→ O que fazer
a) Extrai do texto sobre Talia Hoit o trecho que começa nas palavras "Pianista com formação" e acaba logo depois de "trabalhar numa banda?", copiando-o tal como está.
b) Mostra cada linha dos registos onde aparece a palavra "shoreline".

→ Texto
──────────

Pianista com formação clássica, compositora e vocalista, Talia
Hoit é um novo nome no universo do metal
sinfónico. Com um percurso marcado por passagens em bandas como Beyond
Forgiveness e AnaDies, Talia Hoit embarca agora numa jornada a solo, onde a sua
visão artística se revela em plena liberdade criativa. O seu álbum de estreia, Oceans,
é uma imersão profunda num oceano de emoções, onde a riqueza da sua formação
clássica se encontra com a força do metal. Nesta entrevista, a americana
fala-nos do processo criativo por detrás do álbum e das suas aspirações para o
futuro.
Olá, Talia, obrigado pela tua disponibilidade. Tu já fizeste
parte de bandas como Beyond Forgiveness e AnaDies. Como é que criar música como
artista a solo difere de trabalhar numa banda?

──────────

→ Registos da tarefa
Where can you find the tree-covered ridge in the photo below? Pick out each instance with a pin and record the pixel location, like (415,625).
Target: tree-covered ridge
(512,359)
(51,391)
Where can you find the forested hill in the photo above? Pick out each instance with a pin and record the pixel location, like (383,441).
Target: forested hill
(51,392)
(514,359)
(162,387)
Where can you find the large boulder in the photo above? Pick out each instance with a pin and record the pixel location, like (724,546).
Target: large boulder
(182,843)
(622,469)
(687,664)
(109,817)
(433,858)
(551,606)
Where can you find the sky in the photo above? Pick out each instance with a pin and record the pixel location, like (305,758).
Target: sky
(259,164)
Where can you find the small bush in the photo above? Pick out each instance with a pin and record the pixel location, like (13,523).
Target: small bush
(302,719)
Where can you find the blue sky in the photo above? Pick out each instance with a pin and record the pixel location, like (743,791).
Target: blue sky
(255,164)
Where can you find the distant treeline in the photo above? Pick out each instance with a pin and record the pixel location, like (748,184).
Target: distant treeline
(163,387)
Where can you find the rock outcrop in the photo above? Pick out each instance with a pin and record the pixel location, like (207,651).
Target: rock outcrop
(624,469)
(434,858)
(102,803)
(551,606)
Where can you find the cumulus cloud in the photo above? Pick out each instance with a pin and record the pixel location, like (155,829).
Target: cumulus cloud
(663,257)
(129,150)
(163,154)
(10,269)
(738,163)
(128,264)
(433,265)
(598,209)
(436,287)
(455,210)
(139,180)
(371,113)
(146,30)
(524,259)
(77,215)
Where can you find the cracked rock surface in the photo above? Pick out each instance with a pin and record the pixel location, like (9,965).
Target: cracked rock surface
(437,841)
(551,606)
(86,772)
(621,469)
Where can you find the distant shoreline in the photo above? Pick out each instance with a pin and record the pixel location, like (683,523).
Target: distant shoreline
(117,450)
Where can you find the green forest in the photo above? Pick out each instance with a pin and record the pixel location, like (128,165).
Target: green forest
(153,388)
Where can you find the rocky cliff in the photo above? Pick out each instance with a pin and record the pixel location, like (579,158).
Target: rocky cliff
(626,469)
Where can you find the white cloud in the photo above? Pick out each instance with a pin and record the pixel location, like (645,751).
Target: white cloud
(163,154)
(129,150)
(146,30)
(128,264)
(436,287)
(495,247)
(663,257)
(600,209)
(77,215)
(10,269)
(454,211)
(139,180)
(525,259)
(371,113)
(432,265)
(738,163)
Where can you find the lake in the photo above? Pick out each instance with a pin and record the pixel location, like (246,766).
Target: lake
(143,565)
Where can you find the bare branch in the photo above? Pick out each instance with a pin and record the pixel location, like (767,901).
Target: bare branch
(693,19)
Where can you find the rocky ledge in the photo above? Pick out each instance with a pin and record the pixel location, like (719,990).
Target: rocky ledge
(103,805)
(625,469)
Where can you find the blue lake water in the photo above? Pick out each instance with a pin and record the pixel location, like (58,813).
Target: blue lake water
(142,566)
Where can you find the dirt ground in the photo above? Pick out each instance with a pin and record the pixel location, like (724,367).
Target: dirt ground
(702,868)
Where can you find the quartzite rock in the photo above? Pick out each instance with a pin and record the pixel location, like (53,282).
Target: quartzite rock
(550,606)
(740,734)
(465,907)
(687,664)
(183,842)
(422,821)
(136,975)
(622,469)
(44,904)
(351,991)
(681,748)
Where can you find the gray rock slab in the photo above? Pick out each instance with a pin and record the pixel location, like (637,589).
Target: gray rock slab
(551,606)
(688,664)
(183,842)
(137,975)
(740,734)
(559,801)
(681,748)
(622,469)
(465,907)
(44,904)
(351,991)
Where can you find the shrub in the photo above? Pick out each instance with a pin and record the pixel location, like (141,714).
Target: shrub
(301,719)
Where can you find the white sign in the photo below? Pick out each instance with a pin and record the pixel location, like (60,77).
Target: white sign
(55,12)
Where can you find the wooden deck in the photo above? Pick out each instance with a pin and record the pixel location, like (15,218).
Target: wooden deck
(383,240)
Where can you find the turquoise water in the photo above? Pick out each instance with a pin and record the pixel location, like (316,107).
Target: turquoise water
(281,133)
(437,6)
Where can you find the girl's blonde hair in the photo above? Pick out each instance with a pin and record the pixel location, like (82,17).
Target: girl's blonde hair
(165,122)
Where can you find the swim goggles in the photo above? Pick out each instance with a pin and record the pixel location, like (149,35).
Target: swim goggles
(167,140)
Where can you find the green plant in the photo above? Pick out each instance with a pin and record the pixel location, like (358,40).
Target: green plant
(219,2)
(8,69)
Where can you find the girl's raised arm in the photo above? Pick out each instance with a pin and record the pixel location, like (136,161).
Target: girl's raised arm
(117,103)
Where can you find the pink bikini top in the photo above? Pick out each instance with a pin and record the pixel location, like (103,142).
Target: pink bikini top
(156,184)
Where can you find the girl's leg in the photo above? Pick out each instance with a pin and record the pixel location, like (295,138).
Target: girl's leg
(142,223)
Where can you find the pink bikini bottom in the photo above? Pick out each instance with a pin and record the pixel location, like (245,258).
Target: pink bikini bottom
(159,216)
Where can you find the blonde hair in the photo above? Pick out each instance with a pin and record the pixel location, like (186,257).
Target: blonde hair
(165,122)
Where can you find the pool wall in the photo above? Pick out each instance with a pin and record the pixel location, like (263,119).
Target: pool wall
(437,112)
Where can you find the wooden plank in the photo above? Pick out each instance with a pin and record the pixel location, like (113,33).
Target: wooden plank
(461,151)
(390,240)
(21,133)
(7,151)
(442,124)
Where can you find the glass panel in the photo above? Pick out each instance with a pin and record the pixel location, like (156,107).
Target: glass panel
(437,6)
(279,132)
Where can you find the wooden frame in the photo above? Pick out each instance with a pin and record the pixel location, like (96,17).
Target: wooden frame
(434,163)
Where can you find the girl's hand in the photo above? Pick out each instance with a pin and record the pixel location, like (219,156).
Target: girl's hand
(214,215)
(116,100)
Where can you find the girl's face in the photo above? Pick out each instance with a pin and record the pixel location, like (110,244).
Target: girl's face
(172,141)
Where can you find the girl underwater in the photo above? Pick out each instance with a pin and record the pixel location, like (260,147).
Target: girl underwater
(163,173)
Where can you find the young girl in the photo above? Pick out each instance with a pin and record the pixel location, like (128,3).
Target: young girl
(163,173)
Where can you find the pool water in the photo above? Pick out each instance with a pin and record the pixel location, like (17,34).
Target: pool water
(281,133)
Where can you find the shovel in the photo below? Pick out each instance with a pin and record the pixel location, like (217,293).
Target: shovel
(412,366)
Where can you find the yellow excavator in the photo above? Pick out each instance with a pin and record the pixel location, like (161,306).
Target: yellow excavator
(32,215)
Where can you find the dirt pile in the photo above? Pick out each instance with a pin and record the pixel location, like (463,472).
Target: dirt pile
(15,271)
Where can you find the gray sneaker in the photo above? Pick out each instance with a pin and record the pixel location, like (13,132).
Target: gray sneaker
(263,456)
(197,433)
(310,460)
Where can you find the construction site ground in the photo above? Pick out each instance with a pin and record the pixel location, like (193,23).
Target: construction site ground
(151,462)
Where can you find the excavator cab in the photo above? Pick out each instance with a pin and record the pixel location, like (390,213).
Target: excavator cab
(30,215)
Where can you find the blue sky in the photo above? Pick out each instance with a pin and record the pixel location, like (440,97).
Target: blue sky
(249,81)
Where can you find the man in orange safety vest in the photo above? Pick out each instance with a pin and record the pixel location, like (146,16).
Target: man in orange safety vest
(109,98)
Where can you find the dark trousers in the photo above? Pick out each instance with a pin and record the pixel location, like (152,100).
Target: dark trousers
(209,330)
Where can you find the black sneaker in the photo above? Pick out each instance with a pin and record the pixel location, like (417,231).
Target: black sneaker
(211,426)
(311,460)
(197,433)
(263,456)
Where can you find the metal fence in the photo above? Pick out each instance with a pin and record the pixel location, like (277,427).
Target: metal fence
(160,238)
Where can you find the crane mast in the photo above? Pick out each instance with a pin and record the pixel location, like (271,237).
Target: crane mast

──────────

→ Respostas por tarefa
a)
Pianista com formação clássica, compositora e vocalista, Talia
Hoit é um novo nome no universo do metal
sinfónico. Com um percurso marcado por passagens em bandas como Beyond
Forgiveness e AnaDies, Talia Hoit embarca agora numa jornada a solo, onde a sua
visão artística se revela em plena liberdade criativa. O seu álbum de estreia, Oceans,
é uma imersão profunda num oceano de emoções, onde a riqueza da sua formação
clássica se encontra com a força do metal. Nesta entrevista, a americana
fala-nos do processo criativo por detrás do álbum e das suas aspirações para o
futuro.
Olá, Talia, obrigado pela tua disponibilidade. Tu já fizeste
parte de bandas como Beyond Forgiveness e AnaDies. Como é que criar música como
artista a solo difere de trabalhar numa banda?

b)
Where can you find the distant shoreline in the photo above? Pick out each instance with a pin and record the pixel location, like (683,523).
Target: distant shoreline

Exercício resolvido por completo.